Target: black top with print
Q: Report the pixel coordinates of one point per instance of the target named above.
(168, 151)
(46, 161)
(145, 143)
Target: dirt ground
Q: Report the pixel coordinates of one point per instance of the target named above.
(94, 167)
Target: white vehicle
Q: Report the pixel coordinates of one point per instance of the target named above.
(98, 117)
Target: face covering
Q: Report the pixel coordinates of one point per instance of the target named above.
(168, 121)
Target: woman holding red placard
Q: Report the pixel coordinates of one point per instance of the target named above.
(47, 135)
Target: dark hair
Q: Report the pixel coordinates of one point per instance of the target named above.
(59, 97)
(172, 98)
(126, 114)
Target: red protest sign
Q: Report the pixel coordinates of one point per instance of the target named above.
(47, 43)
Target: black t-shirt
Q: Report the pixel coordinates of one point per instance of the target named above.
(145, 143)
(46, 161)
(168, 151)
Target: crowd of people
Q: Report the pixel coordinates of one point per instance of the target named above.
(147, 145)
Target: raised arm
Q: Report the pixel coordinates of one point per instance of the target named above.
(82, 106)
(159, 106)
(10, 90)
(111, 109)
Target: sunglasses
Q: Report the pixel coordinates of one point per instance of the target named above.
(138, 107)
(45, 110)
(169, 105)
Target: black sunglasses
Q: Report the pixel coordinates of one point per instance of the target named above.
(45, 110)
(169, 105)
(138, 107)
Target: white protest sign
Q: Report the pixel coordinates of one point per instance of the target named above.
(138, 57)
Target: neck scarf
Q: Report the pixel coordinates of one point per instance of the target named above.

_What the task requires:_ Your answer should consist of every entry, repeated exactly.

_Task solution:_
Target: black top with print
Q: Report the pixel coordinates of one point per instance of the target named above.
(168, 151)
(46, 161)
(145, 143)
Target: dirt ground
Q: Report the pixel coordinates of one point per instance of the target named above.
(94, 167)
Target: white vehicle
Q: Report the pixel coordinates of one point per instance of the target named above.
(98, 117)
Target: face covering
Q: Report the pixel coordinates of one point per instance of the target named above.
(168, 121)
Target: woman holding red placard
Q: Report the pixel coordinates of one point per instance of the target named above.
(47, 135)
Target: dark hair
Q: Report the pixel coordinates of one point per instance of the target named above.
(59, 97)
(172, 98)
(126, 114)
Target: red protest sign
Q: Report the pixel coordinates of one point per instance of the target named above.
(47, 43)
Target: black t-shirt
Q: Report the pixel coordinates of one point per instance of the target named above.
(145, 143)
(46, 161)
(168, 151)
Target: crowd of people
Q: Report the pixel coordinates of one point per instance of the target named above.
(147, 145)
Target: raised arm
Q: Report the pixel coordinates of one point per instance of the target named above.
(82, 106)
(159, 106)
(10, 90)
(111, 109)
Target: sunglasses
Q: Report the pixel coordinates of one point per instance of the target named above.
(138, 107)
(45, 110)
(169, 105)
Target: black sunglasses
Q: Report the pixel coordinates of one point per instance of the target named above.
(45, 110)
(169, 105)
(138, 107)
Target: white protest sign
Q: Report the pixel coordinates of one point per instance of the target named above.
(138, 57)
Target: neck scarf
Q: Report the pixel coordinates of one point per instance of the target named above.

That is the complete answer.